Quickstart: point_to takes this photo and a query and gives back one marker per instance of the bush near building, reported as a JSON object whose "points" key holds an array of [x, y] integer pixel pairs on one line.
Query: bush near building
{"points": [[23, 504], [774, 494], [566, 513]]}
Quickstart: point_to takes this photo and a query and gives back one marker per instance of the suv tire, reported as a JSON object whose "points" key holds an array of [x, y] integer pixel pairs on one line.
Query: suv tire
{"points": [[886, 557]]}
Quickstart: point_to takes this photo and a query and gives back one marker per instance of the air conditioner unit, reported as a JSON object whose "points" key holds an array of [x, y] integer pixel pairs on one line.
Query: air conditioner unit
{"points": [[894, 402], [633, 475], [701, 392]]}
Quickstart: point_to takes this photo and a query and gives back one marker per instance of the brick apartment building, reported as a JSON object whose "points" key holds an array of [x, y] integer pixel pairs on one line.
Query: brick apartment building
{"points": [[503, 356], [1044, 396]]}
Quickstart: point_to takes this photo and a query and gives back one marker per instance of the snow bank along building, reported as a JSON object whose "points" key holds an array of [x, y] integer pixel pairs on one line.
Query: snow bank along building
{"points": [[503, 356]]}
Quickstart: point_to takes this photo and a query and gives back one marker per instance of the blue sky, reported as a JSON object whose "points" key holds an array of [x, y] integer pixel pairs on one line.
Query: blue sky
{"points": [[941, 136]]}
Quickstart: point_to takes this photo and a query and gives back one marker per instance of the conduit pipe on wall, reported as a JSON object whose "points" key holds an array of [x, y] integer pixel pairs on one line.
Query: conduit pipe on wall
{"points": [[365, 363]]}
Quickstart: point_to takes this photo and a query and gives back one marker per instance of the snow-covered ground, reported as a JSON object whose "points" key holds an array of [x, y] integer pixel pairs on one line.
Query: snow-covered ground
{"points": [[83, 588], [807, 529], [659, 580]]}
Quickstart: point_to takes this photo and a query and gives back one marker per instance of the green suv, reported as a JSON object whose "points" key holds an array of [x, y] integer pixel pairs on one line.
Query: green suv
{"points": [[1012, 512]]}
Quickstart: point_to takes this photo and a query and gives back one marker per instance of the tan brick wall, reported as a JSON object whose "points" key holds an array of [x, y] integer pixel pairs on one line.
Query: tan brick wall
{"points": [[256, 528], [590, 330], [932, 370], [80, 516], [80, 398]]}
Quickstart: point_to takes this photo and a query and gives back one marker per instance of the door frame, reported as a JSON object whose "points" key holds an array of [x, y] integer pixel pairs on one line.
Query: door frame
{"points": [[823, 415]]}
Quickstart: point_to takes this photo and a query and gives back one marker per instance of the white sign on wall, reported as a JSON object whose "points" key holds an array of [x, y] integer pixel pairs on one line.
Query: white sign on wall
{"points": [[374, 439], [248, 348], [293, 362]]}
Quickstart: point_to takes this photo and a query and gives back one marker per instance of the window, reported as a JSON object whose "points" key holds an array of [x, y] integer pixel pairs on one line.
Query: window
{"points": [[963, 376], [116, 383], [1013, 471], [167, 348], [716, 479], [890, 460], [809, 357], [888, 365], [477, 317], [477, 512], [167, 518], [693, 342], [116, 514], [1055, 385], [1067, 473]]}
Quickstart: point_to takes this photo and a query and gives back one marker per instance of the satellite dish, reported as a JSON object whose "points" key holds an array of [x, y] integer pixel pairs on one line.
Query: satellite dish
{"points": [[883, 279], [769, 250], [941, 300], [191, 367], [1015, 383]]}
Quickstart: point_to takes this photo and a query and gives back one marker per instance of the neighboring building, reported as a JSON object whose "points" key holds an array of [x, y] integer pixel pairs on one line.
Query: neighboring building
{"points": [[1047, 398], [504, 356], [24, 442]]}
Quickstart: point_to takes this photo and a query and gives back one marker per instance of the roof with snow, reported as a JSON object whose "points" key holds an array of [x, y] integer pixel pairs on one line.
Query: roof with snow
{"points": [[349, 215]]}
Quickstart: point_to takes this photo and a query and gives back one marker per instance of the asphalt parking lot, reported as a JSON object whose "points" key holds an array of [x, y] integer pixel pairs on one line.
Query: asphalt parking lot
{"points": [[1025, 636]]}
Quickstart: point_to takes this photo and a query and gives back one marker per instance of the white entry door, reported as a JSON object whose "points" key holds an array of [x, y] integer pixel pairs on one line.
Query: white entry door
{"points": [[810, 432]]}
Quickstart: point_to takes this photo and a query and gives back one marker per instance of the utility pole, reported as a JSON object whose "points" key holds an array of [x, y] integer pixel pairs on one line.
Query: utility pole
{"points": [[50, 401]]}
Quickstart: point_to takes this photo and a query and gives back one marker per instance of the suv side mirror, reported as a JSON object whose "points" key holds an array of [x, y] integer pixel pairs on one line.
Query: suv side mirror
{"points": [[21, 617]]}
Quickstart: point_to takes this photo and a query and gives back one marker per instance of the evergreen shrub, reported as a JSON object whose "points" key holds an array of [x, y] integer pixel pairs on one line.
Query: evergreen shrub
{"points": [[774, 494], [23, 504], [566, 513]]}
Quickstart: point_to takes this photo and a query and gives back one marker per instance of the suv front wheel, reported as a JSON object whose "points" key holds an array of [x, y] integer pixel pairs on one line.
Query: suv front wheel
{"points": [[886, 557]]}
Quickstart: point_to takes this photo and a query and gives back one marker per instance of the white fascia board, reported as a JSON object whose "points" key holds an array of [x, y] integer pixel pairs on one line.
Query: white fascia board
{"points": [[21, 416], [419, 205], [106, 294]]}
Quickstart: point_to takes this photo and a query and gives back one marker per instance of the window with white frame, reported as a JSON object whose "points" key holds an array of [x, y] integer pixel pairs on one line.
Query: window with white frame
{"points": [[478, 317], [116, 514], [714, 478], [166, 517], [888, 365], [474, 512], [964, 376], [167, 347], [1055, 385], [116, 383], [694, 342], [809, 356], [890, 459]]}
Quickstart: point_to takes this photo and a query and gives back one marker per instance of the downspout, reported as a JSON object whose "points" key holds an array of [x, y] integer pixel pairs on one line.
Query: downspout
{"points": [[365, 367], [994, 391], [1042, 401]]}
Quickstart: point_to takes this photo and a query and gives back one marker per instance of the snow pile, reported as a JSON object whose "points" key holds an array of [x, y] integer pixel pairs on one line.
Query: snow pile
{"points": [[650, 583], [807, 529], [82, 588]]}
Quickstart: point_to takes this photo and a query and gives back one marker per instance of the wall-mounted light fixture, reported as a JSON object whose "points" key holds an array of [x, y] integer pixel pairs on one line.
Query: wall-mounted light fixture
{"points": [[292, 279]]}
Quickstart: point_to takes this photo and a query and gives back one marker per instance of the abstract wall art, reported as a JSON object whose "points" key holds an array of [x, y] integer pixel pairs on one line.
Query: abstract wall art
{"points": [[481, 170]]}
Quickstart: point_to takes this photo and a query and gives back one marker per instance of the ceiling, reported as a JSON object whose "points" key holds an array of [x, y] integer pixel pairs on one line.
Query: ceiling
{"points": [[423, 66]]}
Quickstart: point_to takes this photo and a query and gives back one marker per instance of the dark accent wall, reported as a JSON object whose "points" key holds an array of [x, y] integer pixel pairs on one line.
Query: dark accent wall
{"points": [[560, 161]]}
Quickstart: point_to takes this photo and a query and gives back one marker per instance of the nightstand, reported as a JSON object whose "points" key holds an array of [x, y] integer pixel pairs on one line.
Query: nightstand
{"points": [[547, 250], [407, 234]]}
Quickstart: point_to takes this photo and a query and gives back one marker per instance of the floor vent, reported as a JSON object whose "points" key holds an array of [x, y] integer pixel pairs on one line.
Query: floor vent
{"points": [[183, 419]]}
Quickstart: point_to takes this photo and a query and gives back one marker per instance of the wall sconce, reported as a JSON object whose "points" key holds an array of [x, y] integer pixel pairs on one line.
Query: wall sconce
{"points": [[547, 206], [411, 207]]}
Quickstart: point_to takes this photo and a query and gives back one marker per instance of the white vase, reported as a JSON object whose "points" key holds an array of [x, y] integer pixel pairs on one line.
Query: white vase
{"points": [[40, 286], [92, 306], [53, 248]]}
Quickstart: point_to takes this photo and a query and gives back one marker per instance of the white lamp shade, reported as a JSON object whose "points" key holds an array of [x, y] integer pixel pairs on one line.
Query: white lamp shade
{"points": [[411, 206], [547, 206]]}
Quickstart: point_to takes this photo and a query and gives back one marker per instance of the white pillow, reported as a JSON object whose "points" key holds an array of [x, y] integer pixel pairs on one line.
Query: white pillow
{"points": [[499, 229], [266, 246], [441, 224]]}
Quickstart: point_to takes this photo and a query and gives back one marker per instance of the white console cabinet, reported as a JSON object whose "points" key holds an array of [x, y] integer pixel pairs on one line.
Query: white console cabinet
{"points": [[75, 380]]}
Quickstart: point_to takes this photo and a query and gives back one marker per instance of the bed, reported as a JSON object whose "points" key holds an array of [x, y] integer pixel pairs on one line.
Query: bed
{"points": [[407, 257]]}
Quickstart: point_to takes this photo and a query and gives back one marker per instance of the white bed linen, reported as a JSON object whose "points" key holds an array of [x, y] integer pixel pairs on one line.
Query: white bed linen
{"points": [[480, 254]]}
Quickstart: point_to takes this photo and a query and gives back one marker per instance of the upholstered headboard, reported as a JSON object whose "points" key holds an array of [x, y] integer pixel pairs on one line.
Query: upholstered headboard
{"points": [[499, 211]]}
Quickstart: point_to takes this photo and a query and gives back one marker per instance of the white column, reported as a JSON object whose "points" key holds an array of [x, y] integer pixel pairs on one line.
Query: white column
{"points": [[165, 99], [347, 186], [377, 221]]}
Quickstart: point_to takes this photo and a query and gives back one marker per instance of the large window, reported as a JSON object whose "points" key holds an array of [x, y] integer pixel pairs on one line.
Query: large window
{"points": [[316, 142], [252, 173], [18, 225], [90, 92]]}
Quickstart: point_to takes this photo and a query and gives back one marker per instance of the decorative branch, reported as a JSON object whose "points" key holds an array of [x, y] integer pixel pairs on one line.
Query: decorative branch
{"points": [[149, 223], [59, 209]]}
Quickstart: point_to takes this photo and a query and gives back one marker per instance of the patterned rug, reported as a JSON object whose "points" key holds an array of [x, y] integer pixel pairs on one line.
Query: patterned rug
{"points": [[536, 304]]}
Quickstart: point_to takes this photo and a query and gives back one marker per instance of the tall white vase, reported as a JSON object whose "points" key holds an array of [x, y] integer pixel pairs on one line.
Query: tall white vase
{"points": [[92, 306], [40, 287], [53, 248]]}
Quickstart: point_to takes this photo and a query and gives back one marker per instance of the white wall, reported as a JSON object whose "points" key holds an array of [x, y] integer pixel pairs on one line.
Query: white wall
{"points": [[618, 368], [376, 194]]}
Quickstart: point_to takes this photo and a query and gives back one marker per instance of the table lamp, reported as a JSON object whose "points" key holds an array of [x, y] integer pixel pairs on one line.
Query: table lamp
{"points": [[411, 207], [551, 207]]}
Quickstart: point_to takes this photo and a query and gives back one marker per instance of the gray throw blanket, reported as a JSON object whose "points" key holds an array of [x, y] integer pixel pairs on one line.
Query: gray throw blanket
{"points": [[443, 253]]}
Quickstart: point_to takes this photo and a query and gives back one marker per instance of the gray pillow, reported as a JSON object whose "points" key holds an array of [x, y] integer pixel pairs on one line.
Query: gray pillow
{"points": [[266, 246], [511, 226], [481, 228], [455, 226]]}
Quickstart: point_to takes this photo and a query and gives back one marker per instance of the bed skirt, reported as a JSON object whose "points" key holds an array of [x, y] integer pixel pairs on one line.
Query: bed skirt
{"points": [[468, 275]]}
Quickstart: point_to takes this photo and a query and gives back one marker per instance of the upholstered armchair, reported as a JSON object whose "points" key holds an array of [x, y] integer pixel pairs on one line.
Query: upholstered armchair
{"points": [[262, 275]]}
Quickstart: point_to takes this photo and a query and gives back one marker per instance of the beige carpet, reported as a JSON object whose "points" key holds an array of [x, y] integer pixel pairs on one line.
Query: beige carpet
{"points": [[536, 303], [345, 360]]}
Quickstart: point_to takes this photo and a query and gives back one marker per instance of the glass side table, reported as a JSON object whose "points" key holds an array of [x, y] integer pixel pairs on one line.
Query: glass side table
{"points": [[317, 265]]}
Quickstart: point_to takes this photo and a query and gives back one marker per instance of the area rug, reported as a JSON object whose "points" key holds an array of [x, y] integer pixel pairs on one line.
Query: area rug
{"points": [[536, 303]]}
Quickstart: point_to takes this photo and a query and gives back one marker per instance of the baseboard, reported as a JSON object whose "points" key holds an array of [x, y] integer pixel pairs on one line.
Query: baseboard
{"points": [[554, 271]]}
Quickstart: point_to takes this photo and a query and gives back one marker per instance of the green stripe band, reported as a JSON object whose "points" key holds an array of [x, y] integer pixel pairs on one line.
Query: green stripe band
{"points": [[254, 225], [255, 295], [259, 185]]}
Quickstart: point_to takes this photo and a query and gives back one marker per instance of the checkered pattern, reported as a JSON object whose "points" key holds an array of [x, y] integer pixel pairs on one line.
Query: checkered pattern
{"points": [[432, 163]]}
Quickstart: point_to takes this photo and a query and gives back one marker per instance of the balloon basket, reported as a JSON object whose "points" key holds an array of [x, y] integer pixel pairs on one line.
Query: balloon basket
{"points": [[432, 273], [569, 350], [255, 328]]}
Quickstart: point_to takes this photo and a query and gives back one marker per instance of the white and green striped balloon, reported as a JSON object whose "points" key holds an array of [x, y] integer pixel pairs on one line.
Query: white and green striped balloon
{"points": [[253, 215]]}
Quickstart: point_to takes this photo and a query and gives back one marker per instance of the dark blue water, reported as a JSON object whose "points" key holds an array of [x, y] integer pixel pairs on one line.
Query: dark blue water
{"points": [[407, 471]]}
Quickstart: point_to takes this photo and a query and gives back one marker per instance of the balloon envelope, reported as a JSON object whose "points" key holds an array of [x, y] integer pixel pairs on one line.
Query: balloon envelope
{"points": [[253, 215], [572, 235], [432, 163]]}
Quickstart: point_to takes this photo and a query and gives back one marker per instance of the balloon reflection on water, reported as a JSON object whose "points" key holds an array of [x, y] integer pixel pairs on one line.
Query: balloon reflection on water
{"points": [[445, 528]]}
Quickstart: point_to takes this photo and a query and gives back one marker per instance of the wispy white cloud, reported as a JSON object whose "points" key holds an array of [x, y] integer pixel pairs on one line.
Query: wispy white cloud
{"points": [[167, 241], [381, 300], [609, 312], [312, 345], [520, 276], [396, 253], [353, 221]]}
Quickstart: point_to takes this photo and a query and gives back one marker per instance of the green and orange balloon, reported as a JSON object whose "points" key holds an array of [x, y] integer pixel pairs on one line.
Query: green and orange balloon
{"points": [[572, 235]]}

----

**YOUR GOAL:**
All lines in the listing above between the line with "Query: gray pillow" and the line with "upholstered armchair, reported", inclusive, should be set down exactly, and no line outside that range.

**EXERCISE RESPONSE:**
Query: gray pillow
{"points": [[266, 246], [511, 226], [481, 228], [455, 226]]}
Quickstart: point_to takes this photo and a query and gives back one marker per instance of the bed skirt, reported as a JSON object whose "points" key holds an array of [x, y] integer pixel pairs on one line.
Query: bed skirt
{"points": [[468, 275]]}
Quickstart: point_to takes this photo and a query and gives back one marker per instance of the upholstered armchair, reported as a JSON object whose "points" key holds an array of [x, y] integer pixel pairs on one line.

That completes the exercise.